(Coordinate labeling data)
____________________

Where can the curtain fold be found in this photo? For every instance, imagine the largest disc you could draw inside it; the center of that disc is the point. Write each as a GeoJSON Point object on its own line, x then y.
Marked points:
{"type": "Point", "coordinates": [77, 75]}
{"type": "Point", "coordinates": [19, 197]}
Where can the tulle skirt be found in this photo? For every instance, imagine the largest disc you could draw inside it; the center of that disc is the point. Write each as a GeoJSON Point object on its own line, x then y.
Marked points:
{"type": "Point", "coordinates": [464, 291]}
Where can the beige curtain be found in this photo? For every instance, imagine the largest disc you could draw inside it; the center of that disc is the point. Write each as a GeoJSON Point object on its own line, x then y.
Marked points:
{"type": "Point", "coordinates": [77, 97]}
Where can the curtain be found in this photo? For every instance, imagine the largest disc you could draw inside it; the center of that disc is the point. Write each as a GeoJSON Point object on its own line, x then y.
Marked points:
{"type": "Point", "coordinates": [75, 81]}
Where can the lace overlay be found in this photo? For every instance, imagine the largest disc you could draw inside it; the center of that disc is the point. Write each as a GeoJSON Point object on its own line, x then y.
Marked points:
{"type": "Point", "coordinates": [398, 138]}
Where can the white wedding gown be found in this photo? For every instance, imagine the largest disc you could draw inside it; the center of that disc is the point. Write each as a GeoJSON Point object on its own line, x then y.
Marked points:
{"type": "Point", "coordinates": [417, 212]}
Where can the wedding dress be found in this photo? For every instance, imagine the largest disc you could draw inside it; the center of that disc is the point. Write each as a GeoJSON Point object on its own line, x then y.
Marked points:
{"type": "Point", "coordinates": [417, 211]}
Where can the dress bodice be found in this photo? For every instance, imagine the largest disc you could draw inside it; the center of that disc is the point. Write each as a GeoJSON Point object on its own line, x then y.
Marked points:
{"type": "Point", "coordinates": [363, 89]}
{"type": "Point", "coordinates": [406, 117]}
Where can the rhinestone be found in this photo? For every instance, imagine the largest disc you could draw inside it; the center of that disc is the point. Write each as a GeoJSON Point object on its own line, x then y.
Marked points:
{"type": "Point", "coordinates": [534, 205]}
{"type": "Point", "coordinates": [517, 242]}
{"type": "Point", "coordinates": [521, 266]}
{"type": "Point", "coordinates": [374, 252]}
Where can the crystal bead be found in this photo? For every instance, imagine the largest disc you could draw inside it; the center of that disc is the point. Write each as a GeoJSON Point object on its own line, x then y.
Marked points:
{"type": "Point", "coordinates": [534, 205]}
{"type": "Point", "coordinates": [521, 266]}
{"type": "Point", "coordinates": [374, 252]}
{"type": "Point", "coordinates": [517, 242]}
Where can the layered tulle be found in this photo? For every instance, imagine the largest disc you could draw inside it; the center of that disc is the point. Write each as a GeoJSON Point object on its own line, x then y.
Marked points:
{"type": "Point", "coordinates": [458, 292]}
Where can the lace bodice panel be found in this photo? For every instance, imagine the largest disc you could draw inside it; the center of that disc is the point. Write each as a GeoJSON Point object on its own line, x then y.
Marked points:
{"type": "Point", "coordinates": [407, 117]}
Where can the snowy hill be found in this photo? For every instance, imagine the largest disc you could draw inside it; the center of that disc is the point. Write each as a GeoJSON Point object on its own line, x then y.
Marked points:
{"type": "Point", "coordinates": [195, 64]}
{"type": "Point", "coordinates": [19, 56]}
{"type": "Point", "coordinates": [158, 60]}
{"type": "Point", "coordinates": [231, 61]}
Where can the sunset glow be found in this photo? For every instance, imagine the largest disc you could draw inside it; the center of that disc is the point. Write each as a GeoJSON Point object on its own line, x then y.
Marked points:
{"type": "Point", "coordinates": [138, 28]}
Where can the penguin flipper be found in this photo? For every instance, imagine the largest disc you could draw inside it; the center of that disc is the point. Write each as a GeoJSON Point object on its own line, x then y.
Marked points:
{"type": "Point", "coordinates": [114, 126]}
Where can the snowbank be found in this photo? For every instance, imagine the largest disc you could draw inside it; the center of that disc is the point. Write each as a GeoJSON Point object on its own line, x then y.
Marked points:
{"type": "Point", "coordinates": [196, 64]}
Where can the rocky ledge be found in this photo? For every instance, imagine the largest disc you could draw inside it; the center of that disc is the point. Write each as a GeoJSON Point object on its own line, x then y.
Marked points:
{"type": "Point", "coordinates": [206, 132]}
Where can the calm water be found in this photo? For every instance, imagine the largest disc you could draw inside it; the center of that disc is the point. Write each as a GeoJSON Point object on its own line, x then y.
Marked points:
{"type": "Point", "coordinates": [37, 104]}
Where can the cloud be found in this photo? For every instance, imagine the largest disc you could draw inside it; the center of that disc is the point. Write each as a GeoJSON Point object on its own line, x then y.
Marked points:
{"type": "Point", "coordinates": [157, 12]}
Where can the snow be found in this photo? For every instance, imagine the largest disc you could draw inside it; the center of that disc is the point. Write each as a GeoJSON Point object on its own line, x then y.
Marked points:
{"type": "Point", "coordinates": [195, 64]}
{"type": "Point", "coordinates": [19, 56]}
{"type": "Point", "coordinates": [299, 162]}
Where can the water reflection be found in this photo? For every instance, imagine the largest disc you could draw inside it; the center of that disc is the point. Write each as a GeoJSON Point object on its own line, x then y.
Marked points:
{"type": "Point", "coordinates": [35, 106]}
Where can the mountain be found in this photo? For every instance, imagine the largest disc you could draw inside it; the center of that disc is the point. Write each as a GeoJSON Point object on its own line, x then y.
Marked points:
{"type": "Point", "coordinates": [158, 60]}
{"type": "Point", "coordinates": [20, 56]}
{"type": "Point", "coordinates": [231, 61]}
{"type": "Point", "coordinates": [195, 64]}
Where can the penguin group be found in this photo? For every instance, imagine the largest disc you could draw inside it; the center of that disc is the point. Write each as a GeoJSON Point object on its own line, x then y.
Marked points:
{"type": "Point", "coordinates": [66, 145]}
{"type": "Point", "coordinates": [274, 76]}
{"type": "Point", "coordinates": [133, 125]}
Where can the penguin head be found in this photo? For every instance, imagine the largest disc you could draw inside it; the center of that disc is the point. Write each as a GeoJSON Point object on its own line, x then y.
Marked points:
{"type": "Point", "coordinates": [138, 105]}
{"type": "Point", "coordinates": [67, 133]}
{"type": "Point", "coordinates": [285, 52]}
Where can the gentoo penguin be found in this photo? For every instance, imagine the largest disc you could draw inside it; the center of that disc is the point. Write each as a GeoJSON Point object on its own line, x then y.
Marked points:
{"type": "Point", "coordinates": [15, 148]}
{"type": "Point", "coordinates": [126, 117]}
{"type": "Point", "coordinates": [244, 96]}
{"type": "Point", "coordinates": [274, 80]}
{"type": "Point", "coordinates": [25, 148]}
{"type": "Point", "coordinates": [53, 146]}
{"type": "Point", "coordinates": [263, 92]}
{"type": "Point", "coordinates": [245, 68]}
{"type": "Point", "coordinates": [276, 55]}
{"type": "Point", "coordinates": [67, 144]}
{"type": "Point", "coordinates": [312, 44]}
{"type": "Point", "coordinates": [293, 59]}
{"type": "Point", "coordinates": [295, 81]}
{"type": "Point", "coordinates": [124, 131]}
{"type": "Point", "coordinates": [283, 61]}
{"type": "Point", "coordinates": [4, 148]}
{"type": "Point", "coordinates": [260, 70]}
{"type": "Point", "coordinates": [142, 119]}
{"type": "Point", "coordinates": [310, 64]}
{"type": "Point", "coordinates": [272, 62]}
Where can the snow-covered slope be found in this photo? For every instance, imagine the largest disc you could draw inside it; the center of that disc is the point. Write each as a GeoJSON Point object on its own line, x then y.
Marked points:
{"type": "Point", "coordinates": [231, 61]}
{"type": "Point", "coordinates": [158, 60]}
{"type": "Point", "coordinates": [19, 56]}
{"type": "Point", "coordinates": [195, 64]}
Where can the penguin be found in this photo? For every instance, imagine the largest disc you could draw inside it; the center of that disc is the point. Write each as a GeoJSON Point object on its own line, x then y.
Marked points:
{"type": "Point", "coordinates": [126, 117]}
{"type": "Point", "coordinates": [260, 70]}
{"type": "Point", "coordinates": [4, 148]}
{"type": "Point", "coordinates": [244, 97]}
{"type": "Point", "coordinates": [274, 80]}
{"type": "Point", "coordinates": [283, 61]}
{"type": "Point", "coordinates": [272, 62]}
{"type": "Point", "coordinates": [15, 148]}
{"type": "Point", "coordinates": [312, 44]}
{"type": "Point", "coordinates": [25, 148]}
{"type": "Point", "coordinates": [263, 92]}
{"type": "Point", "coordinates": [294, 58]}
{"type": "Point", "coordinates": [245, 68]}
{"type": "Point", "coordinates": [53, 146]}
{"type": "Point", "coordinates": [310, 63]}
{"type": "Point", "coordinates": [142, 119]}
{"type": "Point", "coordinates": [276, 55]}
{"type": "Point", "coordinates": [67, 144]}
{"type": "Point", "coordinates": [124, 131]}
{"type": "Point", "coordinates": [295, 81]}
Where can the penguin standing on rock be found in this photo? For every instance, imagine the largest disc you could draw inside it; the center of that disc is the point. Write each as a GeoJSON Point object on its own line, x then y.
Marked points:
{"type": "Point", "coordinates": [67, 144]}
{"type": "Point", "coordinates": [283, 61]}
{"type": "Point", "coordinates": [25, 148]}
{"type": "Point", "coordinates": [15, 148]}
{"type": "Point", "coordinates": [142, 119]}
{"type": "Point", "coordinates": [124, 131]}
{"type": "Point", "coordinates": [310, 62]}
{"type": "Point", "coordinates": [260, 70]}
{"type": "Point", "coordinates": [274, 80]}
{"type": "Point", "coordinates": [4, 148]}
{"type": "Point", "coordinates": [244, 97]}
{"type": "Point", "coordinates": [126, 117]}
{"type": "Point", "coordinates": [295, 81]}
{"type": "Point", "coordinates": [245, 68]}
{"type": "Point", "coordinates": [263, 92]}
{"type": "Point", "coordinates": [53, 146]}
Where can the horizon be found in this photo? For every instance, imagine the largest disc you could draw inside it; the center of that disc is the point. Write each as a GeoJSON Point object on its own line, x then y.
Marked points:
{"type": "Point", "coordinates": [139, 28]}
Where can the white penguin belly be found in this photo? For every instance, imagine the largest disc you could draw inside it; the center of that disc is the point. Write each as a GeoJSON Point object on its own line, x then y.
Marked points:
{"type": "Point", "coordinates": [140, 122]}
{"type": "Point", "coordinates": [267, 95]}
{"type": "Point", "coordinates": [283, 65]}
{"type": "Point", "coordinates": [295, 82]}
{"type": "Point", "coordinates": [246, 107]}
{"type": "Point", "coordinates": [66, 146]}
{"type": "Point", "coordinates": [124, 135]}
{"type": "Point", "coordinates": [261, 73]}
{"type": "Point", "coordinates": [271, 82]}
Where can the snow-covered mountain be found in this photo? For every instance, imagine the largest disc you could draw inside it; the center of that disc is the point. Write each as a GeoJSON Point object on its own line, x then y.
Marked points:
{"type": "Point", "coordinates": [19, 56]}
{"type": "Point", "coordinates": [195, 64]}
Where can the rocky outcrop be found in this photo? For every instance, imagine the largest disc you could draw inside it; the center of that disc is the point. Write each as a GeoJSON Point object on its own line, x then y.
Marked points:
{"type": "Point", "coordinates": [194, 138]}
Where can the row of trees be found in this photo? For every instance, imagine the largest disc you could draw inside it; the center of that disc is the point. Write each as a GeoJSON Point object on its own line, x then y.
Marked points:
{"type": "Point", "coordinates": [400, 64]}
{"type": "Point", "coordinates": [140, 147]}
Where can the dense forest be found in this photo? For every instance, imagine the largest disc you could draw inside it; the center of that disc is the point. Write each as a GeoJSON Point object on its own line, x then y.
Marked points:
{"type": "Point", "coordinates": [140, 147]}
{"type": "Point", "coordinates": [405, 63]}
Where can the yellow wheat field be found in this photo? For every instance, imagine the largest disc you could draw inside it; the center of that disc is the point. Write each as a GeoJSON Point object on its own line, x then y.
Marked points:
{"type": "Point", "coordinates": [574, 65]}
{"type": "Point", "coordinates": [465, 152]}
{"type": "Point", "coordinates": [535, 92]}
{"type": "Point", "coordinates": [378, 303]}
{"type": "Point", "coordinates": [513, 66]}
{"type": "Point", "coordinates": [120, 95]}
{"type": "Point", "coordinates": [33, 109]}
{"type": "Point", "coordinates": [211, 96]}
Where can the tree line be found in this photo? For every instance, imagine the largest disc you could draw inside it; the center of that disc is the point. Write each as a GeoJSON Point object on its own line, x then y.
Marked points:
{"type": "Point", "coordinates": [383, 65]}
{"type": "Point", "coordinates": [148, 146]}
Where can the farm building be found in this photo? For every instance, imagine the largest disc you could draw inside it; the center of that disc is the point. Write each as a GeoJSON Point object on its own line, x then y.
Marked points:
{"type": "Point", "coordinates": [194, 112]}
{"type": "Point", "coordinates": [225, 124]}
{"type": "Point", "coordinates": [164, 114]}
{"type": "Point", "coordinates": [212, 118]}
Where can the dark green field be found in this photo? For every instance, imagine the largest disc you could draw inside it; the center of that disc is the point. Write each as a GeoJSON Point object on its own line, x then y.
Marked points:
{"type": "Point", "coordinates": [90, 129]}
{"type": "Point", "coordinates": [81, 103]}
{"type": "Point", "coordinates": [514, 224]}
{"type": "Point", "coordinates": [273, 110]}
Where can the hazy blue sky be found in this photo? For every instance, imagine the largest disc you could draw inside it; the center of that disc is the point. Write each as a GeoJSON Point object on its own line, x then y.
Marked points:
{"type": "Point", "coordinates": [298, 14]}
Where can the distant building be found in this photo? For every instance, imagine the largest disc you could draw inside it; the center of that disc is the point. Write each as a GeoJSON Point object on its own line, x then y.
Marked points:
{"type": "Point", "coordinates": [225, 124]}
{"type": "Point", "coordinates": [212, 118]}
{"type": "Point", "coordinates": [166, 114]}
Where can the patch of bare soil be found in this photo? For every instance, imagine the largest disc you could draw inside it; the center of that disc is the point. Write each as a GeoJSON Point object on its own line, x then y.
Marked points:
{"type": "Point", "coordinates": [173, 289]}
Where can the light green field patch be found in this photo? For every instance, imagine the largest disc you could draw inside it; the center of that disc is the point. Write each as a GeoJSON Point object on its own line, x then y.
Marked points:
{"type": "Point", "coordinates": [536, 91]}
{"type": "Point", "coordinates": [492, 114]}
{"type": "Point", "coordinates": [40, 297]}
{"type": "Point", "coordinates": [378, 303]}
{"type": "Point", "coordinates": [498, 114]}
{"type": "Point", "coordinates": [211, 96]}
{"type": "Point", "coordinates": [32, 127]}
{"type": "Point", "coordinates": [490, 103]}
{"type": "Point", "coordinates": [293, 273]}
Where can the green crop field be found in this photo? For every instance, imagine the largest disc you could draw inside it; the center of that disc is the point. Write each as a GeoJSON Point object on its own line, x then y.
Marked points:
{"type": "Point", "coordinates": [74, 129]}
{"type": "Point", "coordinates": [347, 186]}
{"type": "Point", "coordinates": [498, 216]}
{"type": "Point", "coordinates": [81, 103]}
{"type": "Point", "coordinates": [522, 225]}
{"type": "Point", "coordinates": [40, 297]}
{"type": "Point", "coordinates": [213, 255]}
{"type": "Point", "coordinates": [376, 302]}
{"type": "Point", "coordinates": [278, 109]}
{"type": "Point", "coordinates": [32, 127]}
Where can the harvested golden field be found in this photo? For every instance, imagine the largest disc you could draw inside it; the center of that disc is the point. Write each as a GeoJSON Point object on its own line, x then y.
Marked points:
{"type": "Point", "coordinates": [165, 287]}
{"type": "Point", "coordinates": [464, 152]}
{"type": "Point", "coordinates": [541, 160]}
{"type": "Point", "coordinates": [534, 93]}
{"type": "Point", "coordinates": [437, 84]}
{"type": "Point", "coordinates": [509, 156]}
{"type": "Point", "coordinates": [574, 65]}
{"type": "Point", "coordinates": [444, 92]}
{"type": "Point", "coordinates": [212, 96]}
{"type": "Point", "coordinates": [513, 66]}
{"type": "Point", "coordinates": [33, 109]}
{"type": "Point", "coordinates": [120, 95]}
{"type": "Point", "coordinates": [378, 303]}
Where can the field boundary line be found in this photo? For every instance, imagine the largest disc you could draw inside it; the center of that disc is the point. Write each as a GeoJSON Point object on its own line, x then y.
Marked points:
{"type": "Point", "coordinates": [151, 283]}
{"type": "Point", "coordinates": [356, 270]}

____________________

**Stated goal**
Lay out the part of the rows from the line containing "Where can the field" through the end of the rows as a two-column CSV with the columns request and answer. Give one line for each row, put the text and its answer each in a single quoted field, and turn line breaks into spaces.

**Exercise answer**
request,answer
"Where can the field boundary line be found in this photo? For every instance, imagine the largest disc you could draw inside it; the center of that disc is the point. Write each as a GeoJSON Point object on its own line, x then y. Marked points:","{""type"": ""Point"", ""coordinates"": [151, 283]} {""type"": ""Point"", ""coordinates"": [356, 270]}"